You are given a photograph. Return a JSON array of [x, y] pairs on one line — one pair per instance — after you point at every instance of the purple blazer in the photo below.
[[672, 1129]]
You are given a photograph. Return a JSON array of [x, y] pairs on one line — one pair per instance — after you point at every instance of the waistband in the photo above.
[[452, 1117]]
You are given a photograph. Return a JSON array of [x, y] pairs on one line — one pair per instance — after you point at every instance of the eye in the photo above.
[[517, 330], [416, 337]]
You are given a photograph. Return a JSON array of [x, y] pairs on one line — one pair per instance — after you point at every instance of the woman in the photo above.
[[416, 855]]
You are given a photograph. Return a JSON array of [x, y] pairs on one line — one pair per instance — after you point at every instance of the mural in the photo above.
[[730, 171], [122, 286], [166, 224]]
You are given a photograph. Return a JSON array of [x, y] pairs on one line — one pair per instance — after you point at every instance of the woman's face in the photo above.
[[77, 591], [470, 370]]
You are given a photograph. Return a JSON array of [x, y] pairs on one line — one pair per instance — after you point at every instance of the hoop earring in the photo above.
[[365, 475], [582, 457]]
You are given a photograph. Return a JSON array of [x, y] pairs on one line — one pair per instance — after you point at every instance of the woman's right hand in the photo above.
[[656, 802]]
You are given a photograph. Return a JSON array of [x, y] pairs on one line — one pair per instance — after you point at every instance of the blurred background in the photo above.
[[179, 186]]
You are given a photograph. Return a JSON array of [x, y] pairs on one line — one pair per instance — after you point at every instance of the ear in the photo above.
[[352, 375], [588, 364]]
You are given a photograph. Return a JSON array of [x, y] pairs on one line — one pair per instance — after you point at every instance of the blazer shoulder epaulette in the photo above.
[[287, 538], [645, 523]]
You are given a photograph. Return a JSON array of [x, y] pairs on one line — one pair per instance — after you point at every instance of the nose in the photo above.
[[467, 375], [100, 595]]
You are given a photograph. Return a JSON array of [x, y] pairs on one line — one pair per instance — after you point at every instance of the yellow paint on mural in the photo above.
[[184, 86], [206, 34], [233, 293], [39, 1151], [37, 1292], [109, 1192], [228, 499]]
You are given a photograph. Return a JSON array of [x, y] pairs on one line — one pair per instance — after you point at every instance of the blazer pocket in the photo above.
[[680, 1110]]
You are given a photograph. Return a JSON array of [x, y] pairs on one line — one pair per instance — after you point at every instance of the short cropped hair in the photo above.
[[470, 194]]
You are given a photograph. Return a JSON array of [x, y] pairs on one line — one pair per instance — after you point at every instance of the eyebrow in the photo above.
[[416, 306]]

★ ★ ★ ★ ★

What the task requires: Exact copy required. Repeat the material above in full.

Written answer:
You are given a photograph. Return a JSON array of [x, y] pairs on one line — one pair per instance — after you point at every instance of the purple blazer in the photo below.
[[672, 1129]]
You are given a photograph. Return a JSON array of [x, y] pairs on one line — one pair per instance — after you point at every instance of the waistband in the photo above.
[[452, 1117]]
You are given a photograph. Return a JSON array of [x, y] pairs on one line — one pair per instance — after you point at every instance of the eye in the photo above.
[[517, 330], [416, 337]]
You are given a photograph. Return a JSON array of [x, y] pairs on one line — one pair per instance — after you point at every instance of the woman in the photo above.
[[416, 855]]
You are given a photograph. Return a JSON array of [x, y] pairs on one line — one pair per instance — after you point at every instance of the mural in the photo above.
[[730, 171], [122, 286], [166, 224]]
You are given a photograph. Return a JSON array of [x, y] pairs on one line — one pair per instance — after you point at every instance of the woman's face in the photo above.
[[77, 591], [470, 370]]
You are given a photograph. Return a JSON array of [x, y] pairs on one line — one pair per instance — after you point at every instance of the hoop earring in the photo above.
[[365, 475], [582, 457]]
You are given a photograph. Return a JSON array of [x, y] pairs on one line — one pair per instance — after you point at every instance of the woman's right hand in the photo above.
[[656, 802]]
You are given a photograph. Return a JSON array of [x, y] pairs on one line — one pair per instance — after you point at every instance of the blurred background in the photo above.
[[179, 186]]
You are given a photograph. Return a JSON array of [x, y] pairs on one line — one pair per instance — after you point at every instance of the ear in the photo above.
[[352, 375], [588, 364]]
You are given a photograph. Return a JSON array of [x, y] pairs on one line — one pair per instance — after you point at every instance of the blazer shoulder epaulette in the photo above.
[[287, 538], [645, 523]]
You are given a photograph. Return a JSON array of [x, y] pairs on one line — one pair per instance — after you point at every instance of the nose in the photo above.
[[467, 375], [100, 595]]
You are given a photograph. Return a JSON array of [x, y] pairs on one line — one pair per instance — after you point at every instance of the yellow paint on mural in the photo above.
[[184, 86], [206, 34], [233, 293], [39, 1151], [37, 1292], [109, 1192], [228, 499]]
You are given a photograph. Return a JSON array of [x, y] pairs on one line — one pair per instance — after you point at every instance of the blazer pocket in the photo above.
[[680, 1110]]
You are given a photograph. Return a JSON array of [x, y] pairs on one line — one pair per instance — after you point at every instance of the short cropped hair in the photo above.
[[470, 194]]
You are given a photograph. Return a JSON array of [x, y] pairs on one line — one pair per instance — after you point at every instance of the eyebrow in the photo above.
[[416, 306]]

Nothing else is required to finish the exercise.